■ Quoted text
== == ==

Retention & Erasure
Define how long you keep data, automate when it goes, and prove it actually went.
The problem
Section 8(7) of the DPDP Act is one sentence long and creates one of the hardest operational challenges in compliance: "The Data Fiduciary shall erase personal data... where the Data Principal withdraws consent or where the specified purpose is no longer being served, whichever is earlier."
That sentence means: you must know the purpose for every piece of personal data you hold, you must know when that purpose has been served, you must delete the data when the purpose is served or consent is withdrawn (whichever comes first), you must delete it from every system including backups and third-party processors, you must do it within 7 days for erasure requests with no ongoing lawful basis, and you must be able to prove you did it.
Most companies fail at the first step. They do not have a defined retention schedule - a document that says "customer transaction records: 7 years (Companies Act requirement), marketing consent records: 3 years after withdrawal, support ticket data: 18 months after resolution." Without this, data accumulates indefinitely and every system becomes a compliance liability.
The second failure point is backup deletion. Your primary database may delete a user's data within 24 hours. But if your backup system retains a snapshot containing that data for 90 days, you are non-compliant for 89 of those days. Most companies do not map their backup architecture against their retention schedules.
The third failure point is processor follow-through. When you delete customer data from your systems, does your CRM vendor also delete it? Does your email marketing tool purge it from their servers? Does your analytics platform remove it from their data warehouse? Under DPDP, you need proof that processors have completed deletion - not just your own systems.

== == ==

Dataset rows
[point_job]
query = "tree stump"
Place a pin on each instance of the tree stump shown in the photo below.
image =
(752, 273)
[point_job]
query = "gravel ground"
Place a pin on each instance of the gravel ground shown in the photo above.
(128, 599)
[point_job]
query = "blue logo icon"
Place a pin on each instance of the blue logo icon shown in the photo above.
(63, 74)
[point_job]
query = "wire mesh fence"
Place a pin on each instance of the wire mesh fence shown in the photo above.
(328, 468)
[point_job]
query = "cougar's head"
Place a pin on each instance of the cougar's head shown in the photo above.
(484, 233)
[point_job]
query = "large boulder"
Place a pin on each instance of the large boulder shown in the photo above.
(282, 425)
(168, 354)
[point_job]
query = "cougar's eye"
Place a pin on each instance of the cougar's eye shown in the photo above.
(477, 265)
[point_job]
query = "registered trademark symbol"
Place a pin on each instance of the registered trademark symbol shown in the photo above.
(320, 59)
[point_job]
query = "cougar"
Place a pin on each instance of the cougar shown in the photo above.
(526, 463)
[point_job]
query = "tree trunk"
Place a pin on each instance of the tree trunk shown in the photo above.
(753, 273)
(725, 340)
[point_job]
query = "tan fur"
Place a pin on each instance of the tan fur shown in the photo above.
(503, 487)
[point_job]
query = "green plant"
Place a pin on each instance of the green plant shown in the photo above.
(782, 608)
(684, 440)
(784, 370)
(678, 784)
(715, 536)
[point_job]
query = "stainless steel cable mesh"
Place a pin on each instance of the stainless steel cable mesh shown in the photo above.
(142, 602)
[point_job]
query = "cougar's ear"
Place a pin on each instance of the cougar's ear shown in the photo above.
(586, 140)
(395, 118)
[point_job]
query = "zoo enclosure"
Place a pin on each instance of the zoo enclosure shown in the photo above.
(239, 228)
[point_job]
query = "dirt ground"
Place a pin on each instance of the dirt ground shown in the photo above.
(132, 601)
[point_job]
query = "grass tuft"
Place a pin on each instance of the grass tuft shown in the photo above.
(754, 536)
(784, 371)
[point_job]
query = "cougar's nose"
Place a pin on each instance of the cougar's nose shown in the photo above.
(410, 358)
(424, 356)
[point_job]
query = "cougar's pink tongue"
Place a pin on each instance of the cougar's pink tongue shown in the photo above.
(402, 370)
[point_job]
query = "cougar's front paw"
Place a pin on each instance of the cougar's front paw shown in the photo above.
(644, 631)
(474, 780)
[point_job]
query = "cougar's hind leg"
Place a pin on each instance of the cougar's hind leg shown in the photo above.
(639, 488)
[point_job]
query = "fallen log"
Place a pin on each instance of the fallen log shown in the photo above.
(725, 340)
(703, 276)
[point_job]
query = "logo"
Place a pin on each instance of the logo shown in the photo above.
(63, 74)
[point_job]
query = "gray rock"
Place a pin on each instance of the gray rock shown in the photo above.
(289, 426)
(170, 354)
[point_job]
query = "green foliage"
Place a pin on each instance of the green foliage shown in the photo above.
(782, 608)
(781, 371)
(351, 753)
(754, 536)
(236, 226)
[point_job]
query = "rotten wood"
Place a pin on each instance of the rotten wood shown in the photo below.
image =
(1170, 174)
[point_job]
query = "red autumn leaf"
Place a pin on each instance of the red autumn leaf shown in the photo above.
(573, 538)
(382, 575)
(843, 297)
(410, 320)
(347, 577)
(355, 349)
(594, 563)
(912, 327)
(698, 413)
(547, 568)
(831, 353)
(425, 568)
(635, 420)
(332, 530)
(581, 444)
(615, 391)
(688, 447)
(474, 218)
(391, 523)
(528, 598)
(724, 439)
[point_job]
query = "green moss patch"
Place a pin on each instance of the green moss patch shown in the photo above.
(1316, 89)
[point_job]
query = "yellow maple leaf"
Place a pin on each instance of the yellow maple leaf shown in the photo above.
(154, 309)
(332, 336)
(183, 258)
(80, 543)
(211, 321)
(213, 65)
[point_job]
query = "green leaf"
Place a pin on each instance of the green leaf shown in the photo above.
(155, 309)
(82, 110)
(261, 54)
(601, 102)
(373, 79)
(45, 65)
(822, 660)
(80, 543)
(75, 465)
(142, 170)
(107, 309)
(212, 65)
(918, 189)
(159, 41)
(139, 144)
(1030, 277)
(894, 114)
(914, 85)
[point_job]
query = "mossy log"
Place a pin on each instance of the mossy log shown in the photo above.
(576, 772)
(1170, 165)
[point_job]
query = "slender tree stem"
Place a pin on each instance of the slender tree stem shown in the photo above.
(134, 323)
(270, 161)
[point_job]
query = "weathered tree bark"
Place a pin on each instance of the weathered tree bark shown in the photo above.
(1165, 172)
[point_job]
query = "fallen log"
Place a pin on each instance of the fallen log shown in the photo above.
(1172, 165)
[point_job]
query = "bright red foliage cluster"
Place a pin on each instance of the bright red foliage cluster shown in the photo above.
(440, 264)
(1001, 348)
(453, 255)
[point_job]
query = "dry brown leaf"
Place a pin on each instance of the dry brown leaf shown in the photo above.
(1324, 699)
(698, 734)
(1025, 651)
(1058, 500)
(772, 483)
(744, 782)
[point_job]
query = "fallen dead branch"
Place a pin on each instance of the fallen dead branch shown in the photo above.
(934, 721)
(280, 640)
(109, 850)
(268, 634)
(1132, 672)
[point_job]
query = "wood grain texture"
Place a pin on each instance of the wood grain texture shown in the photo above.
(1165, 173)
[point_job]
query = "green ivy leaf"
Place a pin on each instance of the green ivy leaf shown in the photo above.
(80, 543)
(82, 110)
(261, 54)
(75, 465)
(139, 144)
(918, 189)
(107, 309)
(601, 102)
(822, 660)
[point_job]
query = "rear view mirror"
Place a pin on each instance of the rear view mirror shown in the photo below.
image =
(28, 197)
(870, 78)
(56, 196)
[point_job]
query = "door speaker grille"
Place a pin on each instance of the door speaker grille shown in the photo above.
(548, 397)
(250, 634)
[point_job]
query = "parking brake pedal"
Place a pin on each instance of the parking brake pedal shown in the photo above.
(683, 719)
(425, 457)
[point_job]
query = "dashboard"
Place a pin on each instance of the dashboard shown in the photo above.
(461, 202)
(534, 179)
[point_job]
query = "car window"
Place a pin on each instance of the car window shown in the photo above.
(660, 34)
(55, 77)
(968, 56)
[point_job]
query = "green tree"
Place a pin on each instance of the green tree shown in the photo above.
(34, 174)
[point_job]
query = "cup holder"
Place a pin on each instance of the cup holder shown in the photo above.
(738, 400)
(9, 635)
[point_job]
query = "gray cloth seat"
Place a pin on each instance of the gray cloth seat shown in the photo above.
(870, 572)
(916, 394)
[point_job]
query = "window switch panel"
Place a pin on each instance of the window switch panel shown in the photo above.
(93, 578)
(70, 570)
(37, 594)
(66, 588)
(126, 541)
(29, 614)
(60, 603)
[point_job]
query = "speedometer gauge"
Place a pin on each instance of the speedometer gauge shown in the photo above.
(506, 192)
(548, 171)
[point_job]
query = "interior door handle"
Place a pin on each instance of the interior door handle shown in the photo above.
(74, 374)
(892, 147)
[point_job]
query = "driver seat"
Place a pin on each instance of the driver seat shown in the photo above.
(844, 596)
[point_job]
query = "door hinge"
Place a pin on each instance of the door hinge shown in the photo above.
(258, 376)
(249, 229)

== == ==

■ What to work on
Pick up the retention and erasure text after its last sentence and keep writing in the same style.

■ Reply to the task
What ComplyDP does
Retention schedule builder
Define retention periods for every data category, mapped to purpose and legal basis. The platform comes pre-loaded with common Indian statutory retention requirements (Companies Act, GST, labour laws, PF Act) so you do not need to research retention obligations from scratch.
Automated deletion triggers
When a retention period expires or consent is withdrawn, the platform flags the data for deletion. Automated triggers can initiate deletion workflows across connected systems or generate task lists for manual deletion where automation is not available.
Processor deletion tracking
When you send a deletion request to a vendor, track whether they confirmed deletion, when, and with what evidence. Maintain a chain of deletion proof across your entire processor ecosystem.
Backup-aware retention
Map your backup architecture (daily snapshots, weekly full backups, disaster recovery copies) against your retention schedules. The platform identifies where backup retention exceeds data retention periods and flags the compliance gap.
Erasure certificates
Generate audit-ready erasure certificates for every deletion event: what data was deleted, from which systems, when, by whom, and with what processor confirmations. This is your evidence when the DPBI asks 'can you prove you deleted it?'
How it works
- 1
Define your retention schedule
For each data category in your inventory, set a retention period and the reason for it (statutory requirement, business need, consent-dependent). The platform suggests defaults based on Indian law.
- 2
Map systems and backups
Identify every system where each data category is stored - including backups, caches, and processor systems. This is the deletion scope for each data category.
- 3
Activate triggers
Set automated flags for when retention periods expire or consent is withdrawn. The platform generates deletion tasks with deadlines and assigns them to system owners.
- 4
Execute and certify
Delete across all systems, collect processor confirmations, and generate an erasure certificate. Store the certificate as your audit evidence.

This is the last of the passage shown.